## Document
------------
This video marketing guide is your beginner’s manual for getting started with your video strategy. We’ll cover everything you need to launch your first masterpiece—and many more after that.
Before we dive into the nuts and bolts of creating a video, you should know why video marketing is essential to your success, and what it is.
What is video marketing?
Video marketing involves using video as a promotional tactic for your business. This term encompasses all aspects of creating and launching a video, including:
- Budgeting for your project
- Writing a script
- Shooting and editing footage
- Promoting your video
- Reviewing your video analytics
Whether you create short informational videos about your business or lengthy documentaries about a topic in your industry, you can see a boost in leads and revenue by adding video to your marketing strategy.
2 important reasons you need a video strategy
Here are two reasons to invest in a video strategy:
1. Video helps your search engine optimization (SEO)
Adding a high-quality video to a page can increase the amount of time someone stays on that page. This simple action may lead to a boost in the search engine results pages (SERPs).
According to a Wistia study, video increases search traffic (which leads to more eyes on your brand). More specifically, Wistia saw that when their videos were indexed by Google, search traffic increased by 10.6% for one month.
------------
## Stored data
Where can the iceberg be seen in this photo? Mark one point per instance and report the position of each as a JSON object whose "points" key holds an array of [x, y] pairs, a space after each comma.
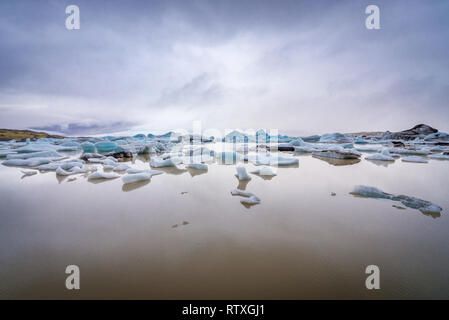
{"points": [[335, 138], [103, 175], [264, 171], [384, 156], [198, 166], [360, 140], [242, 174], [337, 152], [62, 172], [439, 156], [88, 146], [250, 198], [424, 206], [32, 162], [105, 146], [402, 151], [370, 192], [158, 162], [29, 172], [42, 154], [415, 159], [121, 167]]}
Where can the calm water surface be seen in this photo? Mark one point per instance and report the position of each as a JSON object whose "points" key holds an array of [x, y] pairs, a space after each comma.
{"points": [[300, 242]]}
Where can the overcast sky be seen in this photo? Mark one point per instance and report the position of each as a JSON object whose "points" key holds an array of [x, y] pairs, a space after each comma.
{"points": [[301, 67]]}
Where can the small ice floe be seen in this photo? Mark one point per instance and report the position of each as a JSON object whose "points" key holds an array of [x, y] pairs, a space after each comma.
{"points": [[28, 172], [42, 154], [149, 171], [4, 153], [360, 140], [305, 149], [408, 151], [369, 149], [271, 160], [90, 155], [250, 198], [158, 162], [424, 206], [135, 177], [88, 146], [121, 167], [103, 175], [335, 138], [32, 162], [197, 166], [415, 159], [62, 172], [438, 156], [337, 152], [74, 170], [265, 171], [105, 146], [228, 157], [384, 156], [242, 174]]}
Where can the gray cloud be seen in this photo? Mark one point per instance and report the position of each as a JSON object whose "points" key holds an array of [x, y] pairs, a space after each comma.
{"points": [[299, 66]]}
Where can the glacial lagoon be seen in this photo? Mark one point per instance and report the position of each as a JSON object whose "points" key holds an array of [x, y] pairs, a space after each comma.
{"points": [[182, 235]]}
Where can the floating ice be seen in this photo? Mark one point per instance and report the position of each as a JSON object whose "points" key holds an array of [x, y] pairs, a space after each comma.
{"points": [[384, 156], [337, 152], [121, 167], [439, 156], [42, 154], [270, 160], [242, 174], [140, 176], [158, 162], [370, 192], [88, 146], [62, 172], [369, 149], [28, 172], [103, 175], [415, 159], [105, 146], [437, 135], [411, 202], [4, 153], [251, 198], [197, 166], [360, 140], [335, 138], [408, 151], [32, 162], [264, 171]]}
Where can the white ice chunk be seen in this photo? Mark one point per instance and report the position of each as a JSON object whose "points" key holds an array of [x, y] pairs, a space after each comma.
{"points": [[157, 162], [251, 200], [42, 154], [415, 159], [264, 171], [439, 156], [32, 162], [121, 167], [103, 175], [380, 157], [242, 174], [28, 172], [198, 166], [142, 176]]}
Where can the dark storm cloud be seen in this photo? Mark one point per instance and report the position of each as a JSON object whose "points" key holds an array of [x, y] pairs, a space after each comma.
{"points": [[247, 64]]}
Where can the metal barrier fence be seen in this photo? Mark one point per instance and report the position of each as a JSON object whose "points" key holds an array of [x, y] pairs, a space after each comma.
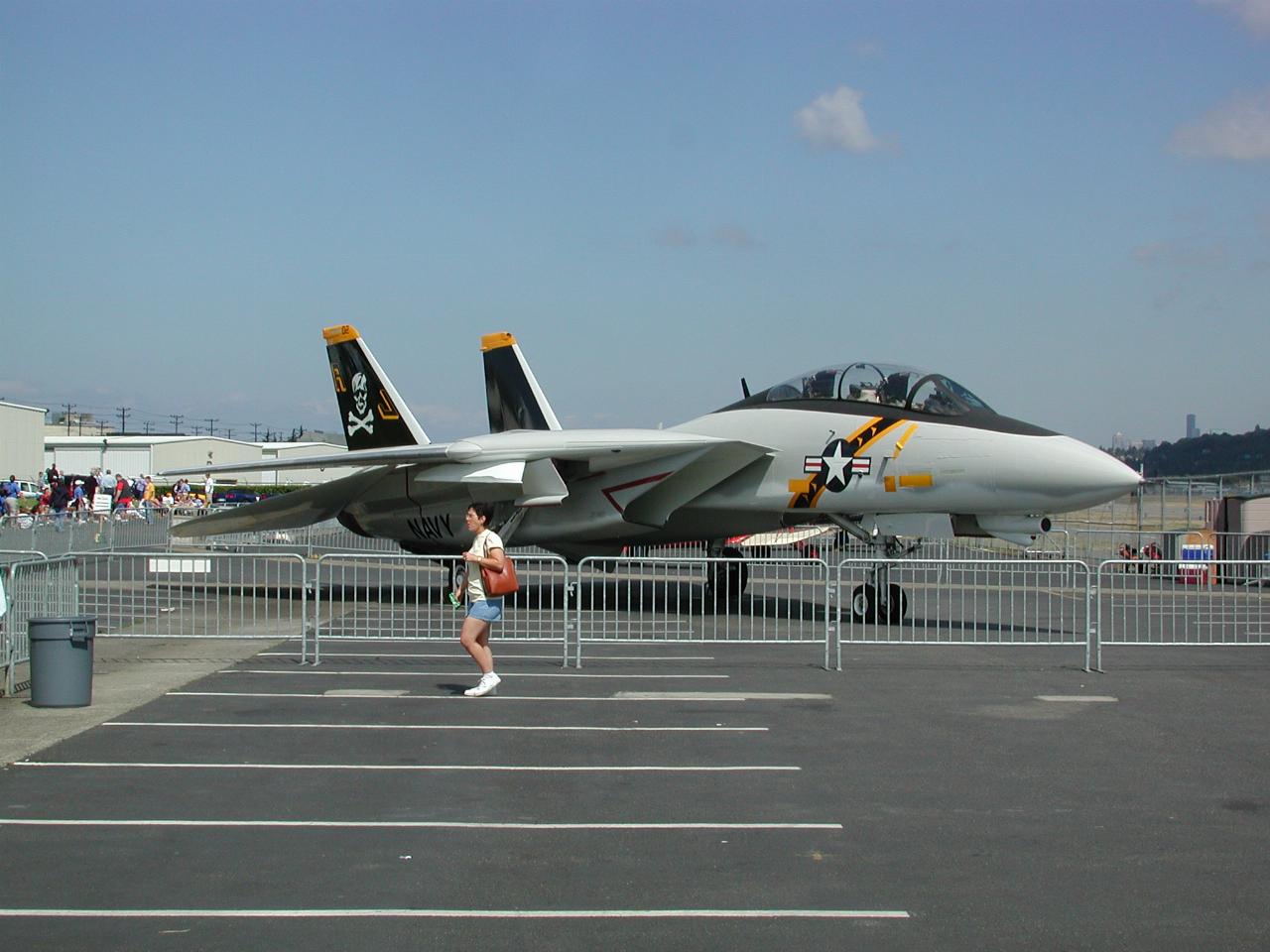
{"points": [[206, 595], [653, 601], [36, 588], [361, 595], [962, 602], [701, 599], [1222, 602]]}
------------
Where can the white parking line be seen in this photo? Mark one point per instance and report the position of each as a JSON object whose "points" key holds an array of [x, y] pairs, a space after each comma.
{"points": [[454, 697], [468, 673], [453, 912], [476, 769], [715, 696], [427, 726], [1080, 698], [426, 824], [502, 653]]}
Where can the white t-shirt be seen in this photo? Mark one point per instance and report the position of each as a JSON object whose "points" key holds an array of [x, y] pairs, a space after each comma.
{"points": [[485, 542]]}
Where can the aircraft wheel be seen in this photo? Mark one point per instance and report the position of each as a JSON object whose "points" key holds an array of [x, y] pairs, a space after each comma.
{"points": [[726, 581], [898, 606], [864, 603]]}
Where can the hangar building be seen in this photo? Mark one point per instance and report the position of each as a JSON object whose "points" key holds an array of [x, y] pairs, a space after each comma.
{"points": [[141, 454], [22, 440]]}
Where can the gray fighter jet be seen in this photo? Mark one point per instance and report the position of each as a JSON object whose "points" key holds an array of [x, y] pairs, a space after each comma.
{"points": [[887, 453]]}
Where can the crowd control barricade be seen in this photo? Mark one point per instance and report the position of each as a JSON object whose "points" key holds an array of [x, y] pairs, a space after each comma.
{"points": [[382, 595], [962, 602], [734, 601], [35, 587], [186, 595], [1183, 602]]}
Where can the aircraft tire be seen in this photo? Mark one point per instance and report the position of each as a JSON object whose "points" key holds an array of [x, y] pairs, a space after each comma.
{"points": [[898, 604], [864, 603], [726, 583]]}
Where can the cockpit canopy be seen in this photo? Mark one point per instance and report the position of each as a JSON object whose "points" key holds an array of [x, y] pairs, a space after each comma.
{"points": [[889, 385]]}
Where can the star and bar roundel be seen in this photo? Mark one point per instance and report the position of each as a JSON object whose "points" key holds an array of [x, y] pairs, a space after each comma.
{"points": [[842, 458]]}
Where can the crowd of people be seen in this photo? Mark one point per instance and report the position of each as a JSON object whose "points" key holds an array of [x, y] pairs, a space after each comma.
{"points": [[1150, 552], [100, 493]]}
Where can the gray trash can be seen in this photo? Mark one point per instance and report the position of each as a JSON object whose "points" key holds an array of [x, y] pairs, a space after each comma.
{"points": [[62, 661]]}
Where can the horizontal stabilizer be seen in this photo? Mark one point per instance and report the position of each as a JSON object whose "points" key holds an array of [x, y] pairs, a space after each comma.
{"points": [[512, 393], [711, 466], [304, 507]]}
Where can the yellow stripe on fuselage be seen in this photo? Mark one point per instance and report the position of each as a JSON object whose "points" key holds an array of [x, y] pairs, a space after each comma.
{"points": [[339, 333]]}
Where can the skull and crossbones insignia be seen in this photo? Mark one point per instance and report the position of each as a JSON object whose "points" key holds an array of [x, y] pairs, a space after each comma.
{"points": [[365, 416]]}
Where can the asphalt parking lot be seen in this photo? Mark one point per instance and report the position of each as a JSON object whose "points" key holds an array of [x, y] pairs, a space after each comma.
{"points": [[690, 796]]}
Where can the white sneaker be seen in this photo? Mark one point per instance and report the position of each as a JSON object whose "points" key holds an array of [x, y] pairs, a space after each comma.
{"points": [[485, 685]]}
------------
## Set exercise
Please pick up the video marketing guide after its last sentence and keep writing it. The records are not needed for anything here.

## Response to this task
In addition, Google now offers featured videos for certain search results. If your business optimizes your videos well, you can end up with some major search result real estate, leading to a potentially higher click-through rate (CTR) from the SERPs and more traffic.
You may also appear in Google’s video search results, giving you maximum SEO power.
2. Video gets people to take action
90% of consumers say video has helped them decide what to buy.
In addition, people who use video marketing see almost 30% higher click-through rates and nearly 35% higher conversion rates online.
Even if increasing sales isn’t your main goal, video can help you achieve what you set out to do.
People rely on video for new information, so make sure your business meets their needs.
When you’re ready to make your videos, don’t just whip out your phone and hit record without a purpose. Take some time to plan what you’ll create.
If you’re ready to create, but have never used video before, you may be wondering how to get started. We have some advice on how you can create a video strategy that grabs attention.
How to get started with your video strategy
1. Set goals for your video
As we said, don’t start recording videos until you know what you want to accomplish.
While it may seem obvious to measure success by the amount of video views or shares you get, you’re better off focusing on metrics that match up with your overall business goals.
Common video goals include:
- Increasing the time people spend on your pages
- Generating new leads
- Boosting sales
- Improving conversion rates
2. Choose how you’ll share your videos
Where you share your videos can have an impact on your goals—and other aspects of your video strategy—so it’s important to have an idea of how you’ll distribute your videos when you’re planning their creation.
You have many choices when it comes to getting your videos in front of your audience, but don’t let the number of video distribution platforms overwhelm you! Focus on the places where your audience frequently interacts with you online.
Your website is always a great place to start when considering where your videos will go. You can add videos to your homepage, blog, landing pages, or anywhere that you think will benefit from multimedia content.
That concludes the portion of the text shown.